• **GIVEN EXERCISE 1**:
Answer these questions from the film review:
(a) What two things does the film vacillate between?
(b) Which three couples does the review name alongside Alexander & Hephaistion?
(c) How many battle scenes does the film offer to judge by?
• **GIVEN EXERCISE 2**: In the film review, rewrite the part from "Little of this" to "well as others)", putting "melodrama" in place of "soap opera".

• **PASSAGE SHOWN**:
#####
Little of this would matter if what we were shown was
actually of any interest, but the film vacillates between soap opera
and military intrigue, achieving neither with any discernible measure
of success. The filmmakers clearly want Alexander & Hephaistion
to join the epic ranks of couples like Romeo & Juliet, Heathcliff
&
Cathy,
or Luke & Laura, painting their relationship (as well as others)
with broad, melodramatic strokes that fail to capture the little details
that actually make such relationships interesting (in fact, even with
the glistening pecs and male/male goo-goo eyes, Alexander
is curiously shy about the actual relationship between its central
protagonists). Alexander's other prowess, that of military commander,
is far less on display. With only two battle scenes to judge by (both
oddly staged, one with whole shots completely obscured by dust clouds
and the other awash in the muted colors of a bad "Just Say No"
#####
• **GIVEN RECORDS**:
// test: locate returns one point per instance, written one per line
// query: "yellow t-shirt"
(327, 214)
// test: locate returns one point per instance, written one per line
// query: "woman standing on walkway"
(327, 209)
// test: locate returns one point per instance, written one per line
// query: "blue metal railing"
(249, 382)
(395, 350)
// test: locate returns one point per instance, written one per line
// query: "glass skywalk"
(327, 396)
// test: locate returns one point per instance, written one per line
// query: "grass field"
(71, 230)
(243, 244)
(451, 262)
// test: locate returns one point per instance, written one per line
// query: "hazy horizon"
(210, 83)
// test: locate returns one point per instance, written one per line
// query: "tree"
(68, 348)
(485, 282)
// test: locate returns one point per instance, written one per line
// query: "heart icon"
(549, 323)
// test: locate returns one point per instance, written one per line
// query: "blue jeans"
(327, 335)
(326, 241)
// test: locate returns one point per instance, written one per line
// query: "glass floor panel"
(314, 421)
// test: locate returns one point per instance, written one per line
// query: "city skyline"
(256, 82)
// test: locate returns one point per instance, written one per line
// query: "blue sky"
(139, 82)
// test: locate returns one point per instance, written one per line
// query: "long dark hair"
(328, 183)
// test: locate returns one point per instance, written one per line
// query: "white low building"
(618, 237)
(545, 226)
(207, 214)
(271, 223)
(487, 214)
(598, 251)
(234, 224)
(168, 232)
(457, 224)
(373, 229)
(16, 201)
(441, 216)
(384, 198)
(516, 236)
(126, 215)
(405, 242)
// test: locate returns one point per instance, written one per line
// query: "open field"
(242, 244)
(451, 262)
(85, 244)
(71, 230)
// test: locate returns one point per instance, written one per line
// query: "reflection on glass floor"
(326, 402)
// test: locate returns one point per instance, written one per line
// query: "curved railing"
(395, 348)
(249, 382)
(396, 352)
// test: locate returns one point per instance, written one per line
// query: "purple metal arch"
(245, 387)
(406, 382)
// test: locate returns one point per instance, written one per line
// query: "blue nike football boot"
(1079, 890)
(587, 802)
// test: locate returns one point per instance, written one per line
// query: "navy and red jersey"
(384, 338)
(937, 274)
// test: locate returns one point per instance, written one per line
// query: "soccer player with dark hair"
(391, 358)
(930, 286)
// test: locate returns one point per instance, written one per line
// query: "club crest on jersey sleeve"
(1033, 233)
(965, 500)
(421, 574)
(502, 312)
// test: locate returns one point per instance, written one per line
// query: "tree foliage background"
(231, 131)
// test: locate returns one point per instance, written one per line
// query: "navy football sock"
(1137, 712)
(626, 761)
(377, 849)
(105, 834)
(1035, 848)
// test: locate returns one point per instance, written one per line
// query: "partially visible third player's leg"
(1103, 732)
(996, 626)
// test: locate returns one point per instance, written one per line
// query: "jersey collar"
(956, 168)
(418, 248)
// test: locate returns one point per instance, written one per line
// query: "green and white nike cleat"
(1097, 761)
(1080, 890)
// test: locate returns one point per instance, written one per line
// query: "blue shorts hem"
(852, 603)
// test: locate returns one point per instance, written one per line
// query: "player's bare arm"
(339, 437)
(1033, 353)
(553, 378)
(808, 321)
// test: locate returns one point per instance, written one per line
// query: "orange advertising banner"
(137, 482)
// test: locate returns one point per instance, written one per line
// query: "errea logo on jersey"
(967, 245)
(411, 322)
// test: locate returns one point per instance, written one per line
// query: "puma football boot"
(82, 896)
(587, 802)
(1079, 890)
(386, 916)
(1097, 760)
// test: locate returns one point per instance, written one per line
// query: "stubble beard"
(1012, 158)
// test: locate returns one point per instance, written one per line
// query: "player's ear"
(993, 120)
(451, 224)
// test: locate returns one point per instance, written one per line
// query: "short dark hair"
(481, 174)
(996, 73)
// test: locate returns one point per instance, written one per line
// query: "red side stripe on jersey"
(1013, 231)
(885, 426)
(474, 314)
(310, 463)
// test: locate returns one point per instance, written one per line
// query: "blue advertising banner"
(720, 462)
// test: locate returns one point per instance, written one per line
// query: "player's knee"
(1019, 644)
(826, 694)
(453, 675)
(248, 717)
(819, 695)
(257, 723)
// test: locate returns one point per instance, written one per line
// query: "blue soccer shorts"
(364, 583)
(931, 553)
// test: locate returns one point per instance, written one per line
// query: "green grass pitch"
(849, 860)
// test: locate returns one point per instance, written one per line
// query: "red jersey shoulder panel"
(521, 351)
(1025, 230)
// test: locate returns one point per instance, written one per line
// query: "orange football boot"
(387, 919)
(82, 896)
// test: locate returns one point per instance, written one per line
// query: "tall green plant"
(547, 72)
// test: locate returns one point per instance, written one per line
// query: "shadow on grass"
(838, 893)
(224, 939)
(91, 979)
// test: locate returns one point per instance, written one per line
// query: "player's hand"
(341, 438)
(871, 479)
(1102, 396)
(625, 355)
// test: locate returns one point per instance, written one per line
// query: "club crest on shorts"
#####
• **RESULT 1**:
(a) Soap opera and military intrigue.
(b) Romeo & Juliet, Heathcliff & Cathy, and Luke & Laura.
(c) Two.

• **RESULT 2**:
Little of this would matter if what we were shown was
actually of any interest, but the film vacillates between melodrama
and military intrigue, achieving neither with any discernible measure
of success. The filmmakers clearly want Alexander & Hephaistion
to join the epic ranks of couples like Romeo & Juliet, Heathcliff
&
Cathy,
or Luke & Laura, painting their relationship (as well as others)